### Items from a data source
● ● ●

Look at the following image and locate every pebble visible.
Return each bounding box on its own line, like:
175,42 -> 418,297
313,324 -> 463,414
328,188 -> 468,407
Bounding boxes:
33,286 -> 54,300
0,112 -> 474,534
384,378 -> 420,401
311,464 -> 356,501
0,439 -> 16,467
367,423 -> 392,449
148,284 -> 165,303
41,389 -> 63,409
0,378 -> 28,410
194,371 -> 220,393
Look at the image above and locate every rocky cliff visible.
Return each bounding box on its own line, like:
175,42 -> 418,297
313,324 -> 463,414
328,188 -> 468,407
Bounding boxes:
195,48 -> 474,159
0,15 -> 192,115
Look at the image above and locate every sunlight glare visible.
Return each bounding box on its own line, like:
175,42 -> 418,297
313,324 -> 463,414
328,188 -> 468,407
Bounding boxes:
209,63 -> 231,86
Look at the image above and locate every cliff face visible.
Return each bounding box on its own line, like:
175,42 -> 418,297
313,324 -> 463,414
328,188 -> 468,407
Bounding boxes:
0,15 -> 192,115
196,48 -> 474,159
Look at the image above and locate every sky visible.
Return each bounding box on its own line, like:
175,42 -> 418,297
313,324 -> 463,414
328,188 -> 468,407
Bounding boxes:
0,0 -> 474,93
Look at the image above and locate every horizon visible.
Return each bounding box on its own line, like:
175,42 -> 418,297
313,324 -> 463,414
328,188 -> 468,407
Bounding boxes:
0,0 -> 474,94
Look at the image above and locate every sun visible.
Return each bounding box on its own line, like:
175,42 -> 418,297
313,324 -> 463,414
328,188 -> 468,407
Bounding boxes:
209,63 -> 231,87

● ● ●

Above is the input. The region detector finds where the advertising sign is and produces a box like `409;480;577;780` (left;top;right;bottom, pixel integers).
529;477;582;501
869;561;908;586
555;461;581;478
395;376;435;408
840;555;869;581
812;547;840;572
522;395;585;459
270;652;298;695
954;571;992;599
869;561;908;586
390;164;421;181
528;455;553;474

● ● ●

### Your task
In the stretch of entries from the line containing "Look at the following" through the line containing "196,48 -> 474,159", swap "locate" for "mark" and leave everything else unchanged. Give back only those lines.

### Problem solution
Look at the following image and mark every pebble visible.
Return each bounding box on its own line, like:
175,42 -> 418,297
313,324 -> 463,414
328,188 -> 468,407
Bounding boxes:
33,286 -> 54,300
0,112 -> 474,534
384,378 -> 420,401
311,464 -> 356,501
0,439 -> 16,467
367,423 -> 392,449
148,284 -> 165,303
41,389 -> 63,409
0,378 -> 28,410
194,371 -> 220,393
Look at the image above and mark every rocky cliff visible.
Return each bounding box on its own line, like:
175,42 -> 418,297
313,324 -> 463,414
328,188 -> 468,407
Bounding boxes:
195,48 -> 474,159
0,15 -> 192,115
Look at the image above and mark every sunlight glare visible.
Return each bounding box on its own line, like:
175,42 -> 418,297
313,324 -> 463,414
328,188 -> 468,407
Bounding boxes:
209,63 -> 231,86
Look at the image above and mark every cliff face visible.
Return each bounding box on its own line, like:
175,42 -> 418,297
313,324 -> 463,414
328,188 -> 468,407
Bounding boxes:
0,15 -> 192,115
196,48 -> 474,159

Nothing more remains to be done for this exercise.